## [What you need to do]
Can you echo every one of the rows below word for word, leaving out the pictures?

## [Records for this task]
• • • • •
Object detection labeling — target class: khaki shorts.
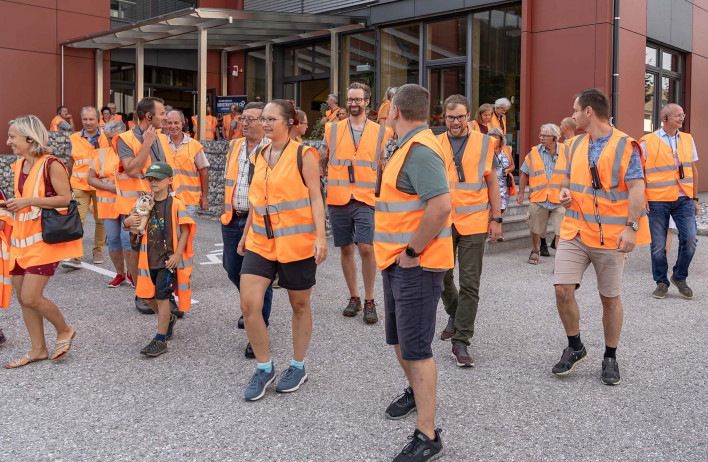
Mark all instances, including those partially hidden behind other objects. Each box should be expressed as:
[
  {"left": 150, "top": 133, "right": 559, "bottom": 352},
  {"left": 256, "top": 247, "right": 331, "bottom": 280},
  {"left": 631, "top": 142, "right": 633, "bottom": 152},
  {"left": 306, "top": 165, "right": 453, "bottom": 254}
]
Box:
[
  {"left": 553, "top": 236, "right": 627, "bottom": 298},
  {"left": 526, "top": 202, "right": 565, "bottom": 236}
]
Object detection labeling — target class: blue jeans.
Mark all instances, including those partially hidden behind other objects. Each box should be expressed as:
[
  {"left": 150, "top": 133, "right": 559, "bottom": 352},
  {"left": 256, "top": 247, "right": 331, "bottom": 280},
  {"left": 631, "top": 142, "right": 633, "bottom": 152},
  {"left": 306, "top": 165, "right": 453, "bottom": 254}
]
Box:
[
  {"left": 221, "top": 214, "right": 273, "bottom": 327},
  {"left": 648, "top": 196, "right": 698, "bottom": 285}
]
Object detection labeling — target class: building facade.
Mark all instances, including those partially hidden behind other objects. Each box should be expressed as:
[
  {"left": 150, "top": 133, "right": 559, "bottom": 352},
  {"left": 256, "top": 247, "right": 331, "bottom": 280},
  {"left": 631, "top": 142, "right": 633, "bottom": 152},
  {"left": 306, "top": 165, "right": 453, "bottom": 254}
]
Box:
[{"left": 0, "top": 0, "right": 708, "bottom": 191}]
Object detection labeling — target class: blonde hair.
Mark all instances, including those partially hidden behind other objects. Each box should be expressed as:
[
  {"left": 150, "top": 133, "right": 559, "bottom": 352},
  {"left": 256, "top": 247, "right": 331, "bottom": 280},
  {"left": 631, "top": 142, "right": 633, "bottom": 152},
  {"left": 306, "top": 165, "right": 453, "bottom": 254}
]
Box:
[{"left": 9, "top": 115, "right": 52, "bottom": 156}]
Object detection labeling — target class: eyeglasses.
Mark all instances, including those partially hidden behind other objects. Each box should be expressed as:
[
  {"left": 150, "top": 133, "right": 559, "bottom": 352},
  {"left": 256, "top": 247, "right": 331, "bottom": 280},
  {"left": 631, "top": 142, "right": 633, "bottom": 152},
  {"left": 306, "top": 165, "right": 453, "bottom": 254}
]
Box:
[
  {"left": 258, "top": 117, "right": 286, "bottom": 125},
  {"left": 445, "top": 113, "right": 469, "bottom": 123}
]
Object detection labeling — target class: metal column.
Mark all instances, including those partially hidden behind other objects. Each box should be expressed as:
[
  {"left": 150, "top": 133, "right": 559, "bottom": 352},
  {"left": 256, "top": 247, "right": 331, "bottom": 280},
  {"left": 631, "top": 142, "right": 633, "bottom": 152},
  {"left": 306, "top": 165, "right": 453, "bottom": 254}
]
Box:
• • • • •
## [Task solution]
Object detection labeling — target class: khaki shorts.
Mark all instances, including those partially hidden behind other objects. Each box should be expressed as:
[
  {"left": 150, "top": 133, "right": 559, "bottom": 352},
  {"left": 256, "top": 247, "right": 331, "bottom": 280},
  {"left": 631, "top": 142, "right": 633, "bottom": 152},
  {"left": 306, "top": 165, "right": 453, "bottom": 254}
]
Box:
[
  {"left": 553, "top": 236, "right": 627, "bottom": 298},
  {"left": 526, "top": 202, "right": 565, "bottom": 236}
]
Object detection labeling — target class: blue jeans.
Mark all instances, including those partially hidden behind other objects. Each box should be expressed as:
[
  {"left": 150, "top": 133, "right": 559, "bottom": 352},
  {"left": 256, "top": 247, "right": 331, "bottom": 280},
  {"left": 631, "top": 142, "right": 633, "bottom": 152},
  {"left": 306, "top": 165, "right": 453, "bottom": 254}
]
Box:
[
  {"left": 221, "top": 214, "right": 273, "bottom": 327},
  {"left": 648, "top": 196, "right": 698, "bottom": 285}
]
Object detection labeling — target class: building facade.
Mark all instances, including those partially hidden behind other objects. Each box should be expressed as:
[
  {"left": 150, "top": 133, "right": 559, "bottom": 352},
  {"left": 256, "top": 247, "right": 331, "bottom": 280},
  {"left": 631, "top": 142, "right": 633, "bottom": 152},
  {"left": 306, "top": 165, "right": 453, "bottom": 254}
]
Box:
[{"left": 0, "top": 0, "right": 708, "bottom": 191}]
Object detection labeling — target class: blonde hair.
Mark all instances, including those partially hidden behind other objects. Each box should be expressed as:
[
  {"left": 150, "top": 133, "right": 559, "bottom": 352},
  {"left": 256, "top": 247, "right": 331, "bottom": 280},
  {"left": 631, "top": 142, "right": 633, "bottom": 152},
  {"left": 306, "top": 165, "right": 453, "bottom": 254}
]
Box:
[{"left": 9, "top": 115, "right": 52, "bottom": 156}]
Object detection labeling — target class: eyeglasses.
Mark all instances, including those partially hidden behind other objects. Each box should be expressed as:
[
  {"left": 150, "top": 133, "right": 559, "bottom": 352},
  {"left": 256, "top": 247, "right": 331, "bottom": 280},
  {"left": 631, "top": 142, "right": 633, "bottom": 152},
  {"left": 306, "top": 165, "right": 453, "bottom": 254}
]
Box:
[
  {"left": 258, "top": 117, "right": 286, "bottom": 125},
  {"left": 445, "top": 113, "right": 469, "bottom": 123}
]
Object detection labeling — target class: metal column.
Mark all instances, including those partially hidden behind other objects. Each box should be expressed as:
[
  {"left": 150, "top": 133, "right": 559, "bottom": 352},
  {"left": 256, "top": 247, "right": 331, "bottom": 280},
  {"left": 631, "top": 142, "right": 633, "bottom": 152},
  {"left": 306, "top": 165, "right": 453, "bottom": 254}
]
Box:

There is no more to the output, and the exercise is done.